2013 Fiscal Year Research-status Report
歯周病原因子とアディポカインの相互作用が血管内皮細胞や肝細胞に与える影響
Project/Area Number |
24593158
|
Research Institution | Nagasaki University |
Principal Investigator |
古堅 麗子 長崎大学, 医歯(薬)学総合研究科, 助教 (90253674)
|
Co-Investigator(Kenkyū-buntansha) |
齋藤 俊行 長崎大学, 医歯(薬)学総合研究科, 教授 (10170515)
林田 秀明 長崎大学, 大学病院, 講師 (20238140)

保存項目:

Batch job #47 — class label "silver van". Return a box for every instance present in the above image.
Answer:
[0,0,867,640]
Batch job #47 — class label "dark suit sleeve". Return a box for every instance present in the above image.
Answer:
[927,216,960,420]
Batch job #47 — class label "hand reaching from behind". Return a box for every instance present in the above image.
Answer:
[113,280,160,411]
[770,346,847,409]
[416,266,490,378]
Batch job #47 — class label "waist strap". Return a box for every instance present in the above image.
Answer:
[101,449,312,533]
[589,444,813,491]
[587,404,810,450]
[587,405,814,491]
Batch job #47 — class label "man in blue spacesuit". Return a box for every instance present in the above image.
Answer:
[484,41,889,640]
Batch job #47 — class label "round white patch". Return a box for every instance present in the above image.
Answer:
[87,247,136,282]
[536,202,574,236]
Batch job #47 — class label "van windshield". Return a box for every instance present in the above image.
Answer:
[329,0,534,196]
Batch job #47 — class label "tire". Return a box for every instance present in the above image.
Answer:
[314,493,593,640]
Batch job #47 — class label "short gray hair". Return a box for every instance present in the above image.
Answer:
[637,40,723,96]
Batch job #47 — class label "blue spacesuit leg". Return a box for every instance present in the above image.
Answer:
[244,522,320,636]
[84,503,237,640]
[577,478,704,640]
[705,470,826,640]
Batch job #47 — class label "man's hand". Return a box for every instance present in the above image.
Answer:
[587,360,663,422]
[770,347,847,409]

課題の目的
上にある歯周病原因子とアディポカインに関する研究状況報告を、最後の行に続けて書き進めよ。

記述解答
|
Keywords | 歯周病 / アディポカイン |
Research Abstract |
歯周病が全身に及ぼす影響について、我々は歯周病が耐糖能異常を引き起こしている可能性について後ろ向きコホート調査で報告し、血液検査の結果から非アルコール性脂肪性肝炎(NASH)を引き起こしている可能性を指摘した。我々はすでに好中球において、歯周病細菌由来LPSによりレジスチン産生量の上昇を確認している。LPSは、ごく微量で脂肪組織や肝臓における脂質代謝に影響を及ぼすことが報告されており、LPSがマウスの肝臓や脂肪組織への脂肪沈着と体重増加を引き起こすことが報告されている。 別のアディポカインであるPAI-1は、血液の凝集を引き起こし血栓形成と関連し、その産生量増加は動脈硬化や脳梗塞リスクを上昇させることが報告されている。本研究で、肝細胞株において、歯周病細菌および大腸菌由来LPSによる刺激によりPAI-1が産生されることを確認した。現在、JNK、MAPK関連抗体を用い、発現レベルを確認することで、関連するシグナル伝達経路を解析している。今後、ヒト肝細胞と血管内皮細胞単独、またはヒト由来単球および好中球、単球系細胞との共培養条件下で、歯周病関連細菌菌体またはLPSで刺激し、レジスチンやPAI-1、各種サイトカインの発現について転写制御レベルおよび翻訳レベルでの解析を行う予定である。これらのことより、細胞相互作用に対する影響およびシグナル伝達経路を解析し、歯周病による慢性炎症が糖代謝および動脈硬化に関係するメカニズムについて明らかにしていく。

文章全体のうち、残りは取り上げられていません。